▶ _Direction_
Copy each line of the records below character for character, with no changes.

════════════════════

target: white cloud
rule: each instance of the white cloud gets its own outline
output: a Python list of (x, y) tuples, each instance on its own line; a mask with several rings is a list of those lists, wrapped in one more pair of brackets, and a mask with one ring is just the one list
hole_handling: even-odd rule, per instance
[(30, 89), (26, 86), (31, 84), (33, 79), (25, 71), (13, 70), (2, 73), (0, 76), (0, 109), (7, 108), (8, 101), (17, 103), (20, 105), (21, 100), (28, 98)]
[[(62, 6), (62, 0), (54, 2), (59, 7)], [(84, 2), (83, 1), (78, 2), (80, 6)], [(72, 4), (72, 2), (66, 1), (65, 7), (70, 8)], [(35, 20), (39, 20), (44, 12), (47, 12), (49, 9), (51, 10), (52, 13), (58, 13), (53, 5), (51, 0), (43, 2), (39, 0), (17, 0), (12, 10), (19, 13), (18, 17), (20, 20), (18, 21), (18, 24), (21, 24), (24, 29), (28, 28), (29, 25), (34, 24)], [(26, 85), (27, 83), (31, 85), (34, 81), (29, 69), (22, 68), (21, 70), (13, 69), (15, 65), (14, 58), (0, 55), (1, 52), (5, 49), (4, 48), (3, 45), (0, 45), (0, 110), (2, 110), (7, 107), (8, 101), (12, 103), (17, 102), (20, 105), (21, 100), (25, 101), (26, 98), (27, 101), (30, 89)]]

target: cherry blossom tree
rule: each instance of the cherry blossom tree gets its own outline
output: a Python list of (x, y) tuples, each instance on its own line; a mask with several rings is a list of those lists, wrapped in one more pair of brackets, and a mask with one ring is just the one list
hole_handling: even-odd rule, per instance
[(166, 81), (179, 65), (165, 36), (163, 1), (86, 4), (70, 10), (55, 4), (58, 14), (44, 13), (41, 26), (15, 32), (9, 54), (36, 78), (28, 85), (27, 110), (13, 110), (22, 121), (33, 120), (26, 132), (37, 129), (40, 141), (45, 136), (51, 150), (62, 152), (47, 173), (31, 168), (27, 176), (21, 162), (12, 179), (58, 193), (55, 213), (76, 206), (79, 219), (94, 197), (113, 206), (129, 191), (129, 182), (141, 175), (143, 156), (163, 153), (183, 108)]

════════════════════

▶ _The response_
target: white cloud
rule: each instance of the white cloud gets its own outline
output: a Python list of (x, y) tuples, each instance on its own line; a mask with several rings is a list of those lists, wrapped in one more pair of brackets, and a mask with one ring is just the one list
hole_handling: even-odd rule, per instance
[(30, 89), (26, 86), (31, 84), (33, 79), (25, 71), (13, 70), (2, 73), (0, 76), (0, 109), (7, 108), (8, 101), (17, 103), (20, 105), (21, 100), (28, 98)]
[[(62, 6), (62, 0), (54, 2), (59, 7)], [(84, 2), (83, 1), (78, 2), (80, 6)], [(72, 4), (72, 2), (66, 1), (65, 7), (70, 8)], [(35, 20), (39, 20), (44, 12), (47, 12), (49, 9), (51, 10), (52, 13), (58, 13), (53, 5), (51, 0), (43, 2), (39, 0), (17, 0), (12, 10), (19, 13), (18, 17), (20, 20), (18, 21), (18, 24), (21, 24), (24, 29), (28, 28), (29, 25), (34, 24)], [(26, 85), (27, 83), (31, 85), (34, 81), (29, 69), (22, 68), (21, 70), (13, 69), (15, 65), (14, 58), (0, 55), (1, 52), (5, 49), (4, 48), (3, 45), (0, 45), (0, 110), (2, 110), (7, 107), (8, 101), (12, 103), (17, 102), (20, 105), (21, 100), (25, 101), (26, 98), (27, 101), (30, 89)]]

target: cherry blossom tree
rule: each instance of the cherry blossom tree gets its own outline
output: a Python list of (x, y) tuples, each instance on its own line; a mask with several rings is a list of those lists, wrapped in one more pair of brackets, and a mask with one ring is just the one list
hole_handling: even-odd rule, per instance
[(166, 81), (179, 65), (165, 36), (163, 1), (86, 4), (70, 10), (55, 4), (58, 14), (44, 13), (41, 26), (15, 32), (9, 54), (36, 78), (28, 85), (27, 110), (13, 110), (22, 121), (33, 120), (26, 132), (37, 129), (40, 141), (45, 136), (51, 150), (62, 152), (47, 173), (31, 168), (27, 176), (21, 162), (12, 179), (58, 193), (55, 213), (76, 206), (79, 219), (94, 197), (113, 206), (129, 191), (129, 182), (141, 175), (143, 156), (163, 153), (183, 108)]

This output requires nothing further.